Taking the line that contains "wooden plank ceiling -> point" as the first, copy each line exactly up to and including the last line below.

** Supplied entries follows **

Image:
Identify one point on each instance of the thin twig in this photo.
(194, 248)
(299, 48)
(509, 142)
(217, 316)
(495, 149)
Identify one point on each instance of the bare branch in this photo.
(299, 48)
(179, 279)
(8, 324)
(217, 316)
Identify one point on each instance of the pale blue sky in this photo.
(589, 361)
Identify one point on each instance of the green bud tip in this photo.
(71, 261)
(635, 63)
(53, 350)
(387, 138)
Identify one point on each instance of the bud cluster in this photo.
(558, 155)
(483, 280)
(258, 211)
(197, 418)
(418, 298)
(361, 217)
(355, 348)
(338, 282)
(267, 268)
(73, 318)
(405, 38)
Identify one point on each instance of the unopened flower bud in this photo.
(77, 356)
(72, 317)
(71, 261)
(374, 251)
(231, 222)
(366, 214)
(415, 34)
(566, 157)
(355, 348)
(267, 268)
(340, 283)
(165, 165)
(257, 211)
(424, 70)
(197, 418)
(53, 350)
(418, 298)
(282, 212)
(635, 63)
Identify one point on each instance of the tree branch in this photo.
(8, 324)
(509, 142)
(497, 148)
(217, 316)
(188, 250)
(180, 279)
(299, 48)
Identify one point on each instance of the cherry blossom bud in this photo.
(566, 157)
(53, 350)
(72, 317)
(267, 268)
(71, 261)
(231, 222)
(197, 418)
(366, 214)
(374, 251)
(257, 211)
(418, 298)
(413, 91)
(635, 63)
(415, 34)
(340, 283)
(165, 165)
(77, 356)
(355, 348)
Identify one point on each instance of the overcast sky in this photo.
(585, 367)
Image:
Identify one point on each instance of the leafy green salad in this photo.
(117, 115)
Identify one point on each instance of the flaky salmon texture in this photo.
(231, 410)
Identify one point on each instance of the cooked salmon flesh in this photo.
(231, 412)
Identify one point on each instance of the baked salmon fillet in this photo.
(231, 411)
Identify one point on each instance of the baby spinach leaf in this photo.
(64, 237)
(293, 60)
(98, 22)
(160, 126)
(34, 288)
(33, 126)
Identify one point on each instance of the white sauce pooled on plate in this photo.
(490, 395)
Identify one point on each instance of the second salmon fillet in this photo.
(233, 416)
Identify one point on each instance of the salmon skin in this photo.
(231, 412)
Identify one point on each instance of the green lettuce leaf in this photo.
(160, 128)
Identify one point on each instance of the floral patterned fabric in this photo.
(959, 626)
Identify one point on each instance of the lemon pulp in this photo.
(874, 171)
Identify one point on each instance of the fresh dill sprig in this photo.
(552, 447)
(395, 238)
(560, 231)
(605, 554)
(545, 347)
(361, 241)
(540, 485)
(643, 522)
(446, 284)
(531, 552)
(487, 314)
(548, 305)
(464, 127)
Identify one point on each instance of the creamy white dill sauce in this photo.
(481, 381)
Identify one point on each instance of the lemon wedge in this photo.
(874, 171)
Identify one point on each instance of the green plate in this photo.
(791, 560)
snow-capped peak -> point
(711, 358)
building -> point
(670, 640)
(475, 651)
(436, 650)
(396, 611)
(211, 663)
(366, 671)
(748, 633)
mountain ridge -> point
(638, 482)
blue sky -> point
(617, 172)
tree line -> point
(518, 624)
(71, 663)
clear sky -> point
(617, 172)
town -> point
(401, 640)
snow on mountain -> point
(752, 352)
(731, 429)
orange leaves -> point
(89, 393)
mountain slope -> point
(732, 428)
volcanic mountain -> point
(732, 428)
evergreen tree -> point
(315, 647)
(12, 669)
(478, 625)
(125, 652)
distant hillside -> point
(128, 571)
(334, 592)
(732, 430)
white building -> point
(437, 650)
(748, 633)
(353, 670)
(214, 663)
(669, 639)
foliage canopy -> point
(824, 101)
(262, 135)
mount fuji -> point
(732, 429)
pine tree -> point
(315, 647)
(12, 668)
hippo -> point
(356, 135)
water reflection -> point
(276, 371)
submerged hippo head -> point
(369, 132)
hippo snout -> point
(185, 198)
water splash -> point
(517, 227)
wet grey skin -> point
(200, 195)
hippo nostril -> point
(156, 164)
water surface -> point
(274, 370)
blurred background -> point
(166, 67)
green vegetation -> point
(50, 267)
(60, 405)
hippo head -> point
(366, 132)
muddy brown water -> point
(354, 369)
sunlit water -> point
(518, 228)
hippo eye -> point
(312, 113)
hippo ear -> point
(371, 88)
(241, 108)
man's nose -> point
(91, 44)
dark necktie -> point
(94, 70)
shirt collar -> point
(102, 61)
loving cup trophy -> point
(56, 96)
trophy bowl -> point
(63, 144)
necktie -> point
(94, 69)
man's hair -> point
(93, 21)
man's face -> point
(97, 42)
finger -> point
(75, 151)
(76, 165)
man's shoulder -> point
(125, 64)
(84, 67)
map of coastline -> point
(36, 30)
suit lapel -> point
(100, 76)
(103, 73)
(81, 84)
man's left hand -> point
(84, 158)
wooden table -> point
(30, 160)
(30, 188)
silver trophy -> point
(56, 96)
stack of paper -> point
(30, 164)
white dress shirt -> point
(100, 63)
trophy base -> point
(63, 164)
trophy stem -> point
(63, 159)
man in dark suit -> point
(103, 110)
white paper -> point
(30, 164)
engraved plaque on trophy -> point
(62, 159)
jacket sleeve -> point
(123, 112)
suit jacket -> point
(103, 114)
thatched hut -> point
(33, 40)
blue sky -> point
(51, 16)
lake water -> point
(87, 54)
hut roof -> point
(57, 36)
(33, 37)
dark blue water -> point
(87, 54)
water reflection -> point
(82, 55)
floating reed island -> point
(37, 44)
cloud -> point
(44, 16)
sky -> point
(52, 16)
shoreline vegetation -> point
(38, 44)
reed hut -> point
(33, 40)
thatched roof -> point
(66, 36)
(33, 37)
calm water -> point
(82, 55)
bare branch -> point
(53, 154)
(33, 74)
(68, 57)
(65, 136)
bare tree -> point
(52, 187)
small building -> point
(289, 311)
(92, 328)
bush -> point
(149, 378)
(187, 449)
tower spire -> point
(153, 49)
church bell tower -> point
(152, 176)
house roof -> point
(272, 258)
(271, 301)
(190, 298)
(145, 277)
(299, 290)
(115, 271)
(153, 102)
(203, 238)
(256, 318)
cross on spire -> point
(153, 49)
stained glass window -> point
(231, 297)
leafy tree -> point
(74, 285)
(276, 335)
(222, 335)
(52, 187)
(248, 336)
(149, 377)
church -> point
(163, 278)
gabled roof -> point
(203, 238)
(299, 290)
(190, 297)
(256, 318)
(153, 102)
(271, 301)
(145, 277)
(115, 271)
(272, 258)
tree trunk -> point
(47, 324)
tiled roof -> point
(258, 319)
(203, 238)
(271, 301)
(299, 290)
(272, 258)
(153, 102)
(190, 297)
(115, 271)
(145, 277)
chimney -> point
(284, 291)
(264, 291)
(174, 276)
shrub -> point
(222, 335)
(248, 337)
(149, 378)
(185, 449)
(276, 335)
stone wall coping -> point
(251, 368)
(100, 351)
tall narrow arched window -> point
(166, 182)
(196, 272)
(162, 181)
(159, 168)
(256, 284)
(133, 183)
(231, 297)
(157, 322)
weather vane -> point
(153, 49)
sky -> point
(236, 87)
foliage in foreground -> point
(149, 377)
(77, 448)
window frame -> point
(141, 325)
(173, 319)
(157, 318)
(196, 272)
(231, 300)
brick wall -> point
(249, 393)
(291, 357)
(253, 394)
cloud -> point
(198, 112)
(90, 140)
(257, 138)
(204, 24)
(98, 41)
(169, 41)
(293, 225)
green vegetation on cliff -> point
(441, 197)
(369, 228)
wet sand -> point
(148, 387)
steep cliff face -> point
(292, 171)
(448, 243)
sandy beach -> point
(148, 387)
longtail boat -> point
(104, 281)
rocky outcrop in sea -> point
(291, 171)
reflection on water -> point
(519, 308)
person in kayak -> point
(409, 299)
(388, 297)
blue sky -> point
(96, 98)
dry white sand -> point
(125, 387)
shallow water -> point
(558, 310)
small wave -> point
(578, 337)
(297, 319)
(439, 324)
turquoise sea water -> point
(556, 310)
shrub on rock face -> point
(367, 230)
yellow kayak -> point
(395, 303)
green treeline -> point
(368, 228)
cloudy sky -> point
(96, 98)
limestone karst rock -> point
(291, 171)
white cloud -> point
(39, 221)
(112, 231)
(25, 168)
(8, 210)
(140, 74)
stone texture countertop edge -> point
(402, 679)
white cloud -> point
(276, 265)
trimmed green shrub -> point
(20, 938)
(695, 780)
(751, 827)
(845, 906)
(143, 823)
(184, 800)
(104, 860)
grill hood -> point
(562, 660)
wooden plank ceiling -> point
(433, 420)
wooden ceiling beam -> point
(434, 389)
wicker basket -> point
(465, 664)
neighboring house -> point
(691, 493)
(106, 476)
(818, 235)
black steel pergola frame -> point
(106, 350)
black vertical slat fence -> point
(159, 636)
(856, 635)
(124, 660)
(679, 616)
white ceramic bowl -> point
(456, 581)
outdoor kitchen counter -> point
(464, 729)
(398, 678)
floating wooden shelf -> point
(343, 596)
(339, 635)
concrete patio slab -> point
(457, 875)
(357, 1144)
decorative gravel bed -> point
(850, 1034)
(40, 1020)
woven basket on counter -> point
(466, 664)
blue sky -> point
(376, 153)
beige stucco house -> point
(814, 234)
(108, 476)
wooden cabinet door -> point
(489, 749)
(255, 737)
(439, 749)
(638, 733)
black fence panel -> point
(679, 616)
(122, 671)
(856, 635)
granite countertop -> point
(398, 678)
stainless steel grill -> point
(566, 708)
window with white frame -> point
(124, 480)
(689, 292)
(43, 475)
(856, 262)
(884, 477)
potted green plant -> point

** End of Supplied entries **

Solution to this exercise:
wooden plank ceiling -> point
(433, 420)
wooden ceiling beam -> point
(434, 389)
wicker basket -> point
(465, 664)
neighboring house -> point
(691, 493)
(106, 476)
(818, 235)
black steel pergola frame -> point
(106, 350)
black vertical slat fence -> point
(159, 636)
(856, 635)
(124, 660)
(679, 616)
white ceramic bowl -> point
(456, 581)
outdoor kitchen counter -> point
(464, 729)
(398, 678)
floating wooden shelf -> point
(343, 596)
(339, 635)
concrete patio slab -> point
(457, 875)
(357, 1144)
decorative gravel bed -> point
(850, 1034)
(40, 1020)
woven basket on counter -> point
(466, 664)
blue sky -> point
(376, 153)
beige stucco house -> point
(814, 234)
(108, 476)
wooden cabinet door -> point
(489, 749)
(255, 737)
(439, 749)
(638, 733)
black fence panel -> point
(679, 616)
(122, 671)
(856, 635)
granite countertop -> point
(398, 678)
stainless steel grill -> point
(566, 708)
window with white frame -> point
(124, 480)
(689, 292)
(43, 475)
(856, 262)
(884, 477)
potted green plant -> point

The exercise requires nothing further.